* WORK TO DO
Edit the lines from the one holding "Detect neck. Return" through the end of the records, inclusive, changing "neck" to "throat" and leaving all else unchanged.
START EXCERPTED DATA
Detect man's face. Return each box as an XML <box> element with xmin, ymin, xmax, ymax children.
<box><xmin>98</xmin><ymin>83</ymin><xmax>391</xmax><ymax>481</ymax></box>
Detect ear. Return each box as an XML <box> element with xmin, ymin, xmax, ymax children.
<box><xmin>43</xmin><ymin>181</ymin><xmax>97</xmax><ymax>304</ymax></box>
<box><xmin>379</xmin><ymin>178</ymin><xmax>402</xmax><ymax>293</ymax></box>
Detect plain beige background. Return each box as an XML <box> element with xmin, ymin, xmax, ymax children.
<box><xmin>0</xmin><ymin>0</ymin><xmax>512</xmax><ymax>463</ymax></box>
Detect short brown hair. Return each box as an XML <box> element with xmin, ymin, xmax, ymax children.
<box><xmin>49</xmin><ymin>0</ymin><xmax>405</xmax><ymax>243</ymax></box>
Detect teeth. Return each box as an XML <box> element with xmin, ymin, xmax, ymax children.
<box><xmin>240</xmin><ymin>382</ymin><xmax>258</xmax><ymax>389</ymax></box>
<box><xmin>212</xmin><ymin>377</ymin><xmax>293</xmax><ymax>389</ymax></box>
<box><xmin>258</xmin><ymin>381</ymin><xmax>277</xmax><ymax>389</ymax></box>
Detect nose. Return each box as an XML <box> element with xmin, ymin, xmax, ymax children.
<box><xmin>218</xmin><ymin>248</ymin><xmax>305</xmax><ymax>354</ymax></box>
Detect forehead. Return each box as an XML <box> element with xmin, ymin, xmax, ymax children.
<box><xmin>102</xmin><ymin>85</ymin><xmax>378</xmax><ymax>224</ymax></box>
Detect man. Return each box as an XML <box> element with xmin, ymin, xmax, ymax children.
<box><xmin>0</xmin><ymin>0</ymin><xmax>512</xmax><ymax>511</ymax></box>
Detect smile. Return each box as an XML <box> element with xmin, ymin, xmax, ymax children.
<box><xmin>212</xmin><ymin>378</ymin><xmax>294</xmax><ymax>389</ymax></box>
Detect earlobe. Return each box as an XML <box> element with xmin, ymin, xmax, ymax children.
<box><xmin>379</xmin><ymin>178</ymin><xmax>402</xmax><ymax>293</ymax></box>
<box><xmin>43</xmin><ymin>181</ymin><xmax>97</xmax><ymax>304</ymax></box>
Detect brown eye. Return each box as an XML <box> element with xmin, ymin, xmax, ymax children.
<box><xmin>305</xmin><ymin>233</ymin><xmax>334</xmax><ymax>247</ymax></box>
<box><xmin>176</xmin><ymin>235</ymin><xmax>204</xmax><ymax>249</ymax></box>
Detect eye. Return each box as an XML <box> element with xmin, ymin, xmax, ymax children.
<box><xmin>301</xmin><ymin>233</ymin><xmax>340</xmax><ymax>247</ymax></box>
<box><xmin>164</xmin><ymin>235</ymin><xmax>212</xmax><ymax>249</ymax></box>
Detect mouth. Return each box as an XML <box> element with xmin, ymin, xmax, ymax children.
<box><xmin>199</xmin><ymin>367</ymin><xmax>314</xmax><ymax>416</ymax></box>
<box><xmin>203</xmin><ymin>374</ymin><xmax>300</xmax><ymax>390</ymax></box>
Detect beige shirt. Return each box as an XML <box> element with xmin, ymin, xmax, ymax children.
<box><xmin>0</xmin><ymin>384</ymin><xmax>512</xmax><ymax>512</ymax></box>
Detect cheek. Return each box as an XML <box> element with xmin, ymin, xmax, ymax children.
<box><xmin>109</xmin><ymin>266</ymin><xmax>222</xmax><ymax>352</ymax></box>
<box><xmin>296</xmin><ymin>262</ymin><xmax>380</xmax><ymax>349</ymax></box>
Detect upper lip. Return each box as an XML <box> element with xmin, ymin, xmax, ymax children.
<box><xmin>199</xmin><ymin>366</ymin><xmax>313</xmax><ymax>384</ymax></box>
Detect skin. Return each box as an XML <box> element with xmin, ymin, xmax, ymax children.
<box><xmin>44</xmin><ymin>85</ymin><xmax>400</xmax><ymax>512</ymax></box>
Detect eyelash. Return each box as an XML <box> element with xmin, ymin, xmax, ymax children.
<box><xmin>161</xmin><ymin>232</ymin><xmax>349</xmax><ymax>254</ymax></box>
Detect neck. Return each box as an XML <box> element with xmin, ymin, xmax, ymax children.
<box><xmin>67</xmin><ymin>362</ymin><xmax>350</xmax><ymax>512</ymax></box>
END EXCERPTED DATA
* RESULT FOR THIS TASK
Detect throat. Return each box as an XML <box> element with xmin, ymin, xmax, ymax children.
<box><xmin>67</xmin><ymin>362</ymin><xmax>350</xmax><ymax>512</ymax></box>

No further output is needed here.